**Assignment**
Select and copy out every line in the records containing "background".

**Data provided**
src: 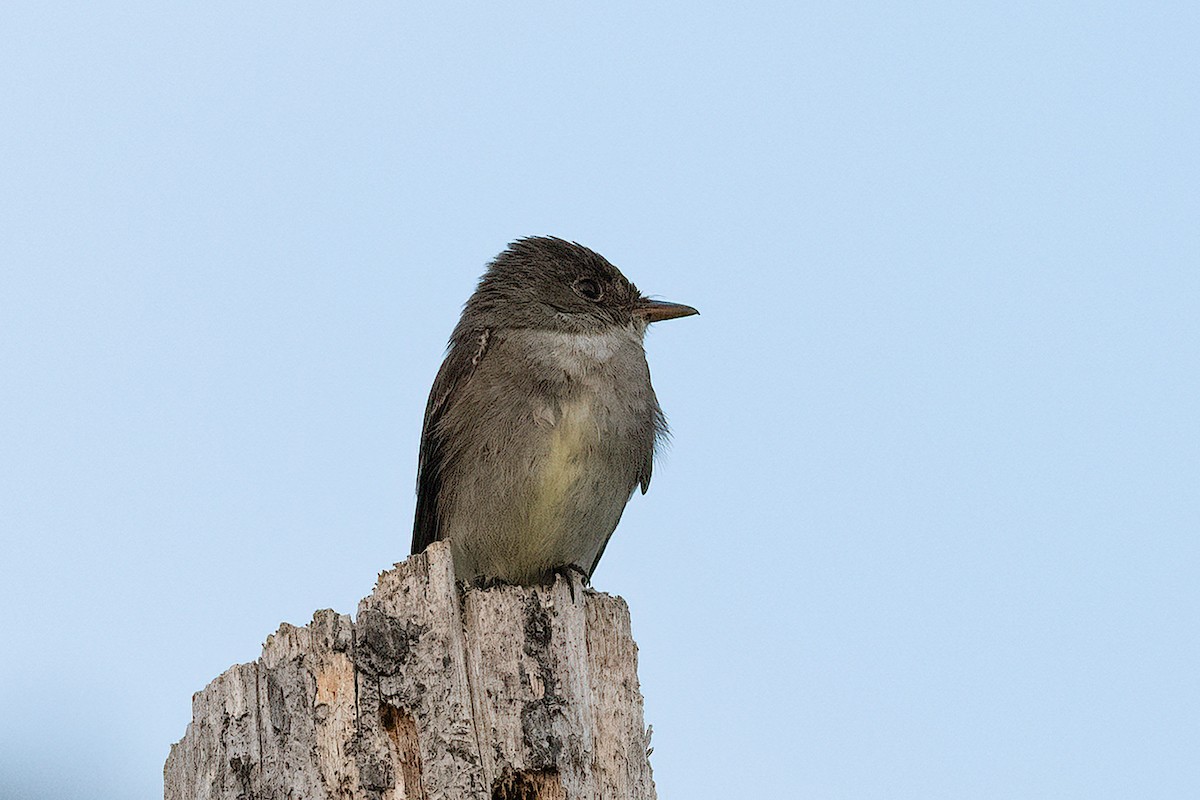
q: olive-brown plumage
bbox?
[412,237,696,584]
==
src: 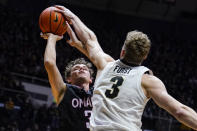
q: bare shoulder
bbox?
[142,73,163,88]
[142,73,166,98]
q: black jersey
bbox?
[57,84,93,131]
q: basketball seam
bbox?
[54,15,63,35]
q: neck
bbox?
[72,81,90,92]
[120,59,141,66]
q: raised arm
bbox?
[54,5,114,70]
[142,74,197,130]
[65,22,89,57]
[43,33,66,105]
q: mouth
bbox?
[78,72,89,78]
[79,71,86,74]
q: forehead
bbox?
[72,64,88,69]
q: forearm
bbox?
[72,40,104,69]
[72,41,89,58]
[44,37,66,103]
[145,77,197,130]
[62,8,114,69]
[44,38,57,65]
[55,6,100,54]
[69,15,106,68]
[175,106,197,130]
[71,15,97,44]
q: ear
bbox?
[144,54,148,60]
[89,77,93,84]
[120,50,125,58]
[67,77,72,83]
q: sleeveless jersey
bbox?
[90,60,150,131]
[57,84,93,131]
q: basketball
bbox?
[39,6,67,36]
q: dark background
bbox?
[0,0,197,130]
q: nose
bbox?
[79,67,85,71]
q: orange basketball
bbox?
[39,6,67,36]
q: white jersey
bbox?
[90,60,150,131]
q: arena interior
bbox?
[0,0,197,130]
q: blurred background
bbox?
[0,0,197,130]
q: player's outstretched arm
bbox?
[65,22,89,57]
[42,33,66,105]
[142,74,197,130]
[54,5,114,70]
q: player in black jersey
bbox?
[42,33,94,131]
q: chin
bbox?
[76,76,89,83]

**Finished exercise**
q: dark background
q: blurred background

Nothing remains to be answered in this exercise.